'''

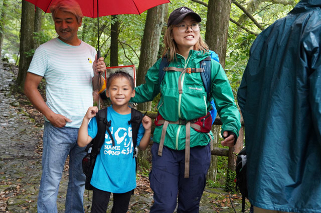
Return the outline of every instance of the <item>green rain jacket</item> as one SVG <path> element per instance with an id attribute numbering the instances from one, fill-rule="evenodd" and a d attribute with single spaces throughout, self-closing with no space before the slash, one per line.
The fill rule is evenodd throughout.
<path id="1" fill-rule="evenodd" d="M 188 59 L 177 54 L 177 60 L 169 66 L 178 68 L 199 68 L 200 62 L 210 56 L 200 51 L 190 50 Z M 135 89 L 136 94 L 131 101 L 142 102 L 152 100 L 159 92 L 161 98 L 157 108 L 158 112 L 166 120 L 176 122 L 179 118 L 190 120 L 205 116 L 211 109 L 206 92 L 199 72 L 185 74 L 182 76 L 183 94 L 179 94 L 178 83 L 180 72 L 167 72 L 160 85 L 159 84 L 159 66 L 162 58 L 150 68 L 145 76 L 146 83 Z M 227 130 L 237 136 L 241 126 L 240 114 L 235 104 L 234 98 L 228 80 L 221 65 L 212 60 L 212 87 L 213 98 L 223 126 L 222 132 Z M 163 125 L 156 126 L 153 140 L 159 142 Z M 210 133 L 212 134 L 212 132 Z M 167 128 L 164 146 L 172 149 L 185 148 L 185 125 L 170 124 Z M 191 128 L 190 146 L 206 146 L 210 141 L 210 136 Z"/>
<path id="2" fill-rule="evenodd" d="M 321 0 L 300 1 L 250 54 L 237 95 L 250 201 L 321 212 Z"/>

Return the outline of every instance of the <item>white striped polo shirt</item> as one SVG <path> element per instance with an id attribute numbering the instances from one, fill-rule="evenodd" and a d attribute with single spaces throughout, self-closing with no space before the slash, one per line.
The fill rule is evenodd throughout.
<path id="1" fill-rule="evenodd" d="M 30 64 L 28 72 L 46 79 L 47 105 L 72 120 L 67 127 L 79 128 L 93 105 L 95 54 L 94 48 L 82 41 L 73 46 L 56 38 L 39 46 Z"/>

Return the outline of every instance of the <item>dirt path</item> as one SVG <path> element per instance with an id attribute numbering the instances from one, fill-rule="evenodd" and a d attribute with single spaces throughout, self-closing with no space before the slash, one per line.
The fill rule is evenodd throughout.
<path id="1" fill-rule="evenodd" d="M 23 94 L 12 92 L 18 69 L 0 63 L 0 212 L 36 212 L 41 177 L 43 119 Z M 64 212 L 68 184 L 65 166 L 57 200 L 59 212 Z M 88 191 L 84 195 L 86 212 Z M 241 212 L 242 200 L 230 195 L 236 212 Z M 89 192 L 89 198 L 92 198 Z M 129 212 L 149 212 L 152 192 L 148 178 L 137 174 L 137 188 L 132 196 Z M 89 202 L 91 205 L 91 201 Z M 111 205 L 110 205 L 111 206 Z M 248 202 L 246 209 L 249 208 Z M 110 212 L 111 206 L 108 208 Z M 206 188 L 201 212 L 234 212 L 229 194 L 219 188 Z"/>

'''
'''

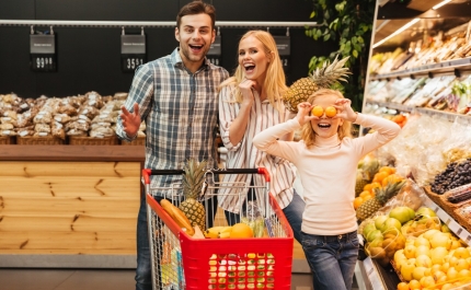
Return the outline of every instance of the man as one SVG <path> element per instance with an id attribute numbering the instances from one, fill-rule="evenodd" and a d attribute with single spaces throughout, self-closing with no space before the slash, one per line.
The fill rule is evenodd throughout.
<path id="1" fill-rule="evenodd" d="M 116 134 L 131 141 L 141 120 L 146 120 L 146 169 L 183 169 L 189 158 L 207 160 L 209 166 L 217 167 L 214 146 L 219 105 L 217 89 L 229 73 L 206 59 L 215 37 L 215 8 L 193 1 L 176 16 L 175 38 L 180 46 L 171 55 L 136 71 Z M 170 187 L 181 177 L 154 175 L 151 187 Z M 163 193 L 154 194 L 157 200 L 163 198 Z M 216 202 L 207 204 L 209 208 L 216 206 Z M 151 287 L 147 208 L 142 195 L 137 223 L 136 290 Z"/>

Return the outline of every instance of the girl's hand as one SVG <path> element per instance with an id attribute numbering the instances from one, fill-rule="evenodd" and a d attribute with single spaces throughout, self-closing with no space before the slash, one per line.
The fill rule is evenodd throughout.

'''

▶ [Stated task]
Copy out the lines again, unchanged, from the line with "Return the outline of every instance of the <item>white" up to and including the line with "79 L 47 105".

▶ [Output for this exercise]
Return the outline of every instance of the <item>white striped polo shirt</item> as one SVG <path> element per instance with an id attribute numbering the instances from one, fill-rule="evenodd" and a d attribute with single spaces throughout, self-closing with no space before the slash, one per line.
The fill rule is evenodd throughout.
<path id="1" fill-rule="evenodd" d="M 30 64 L 28 72 L 46 79 L 47 105 L 72 120 L 67 127 L 79 128 L 93 105 L 95 54 L 94 48 L 82 41 L 73 46 L 56 38 L 39 46 Z"/>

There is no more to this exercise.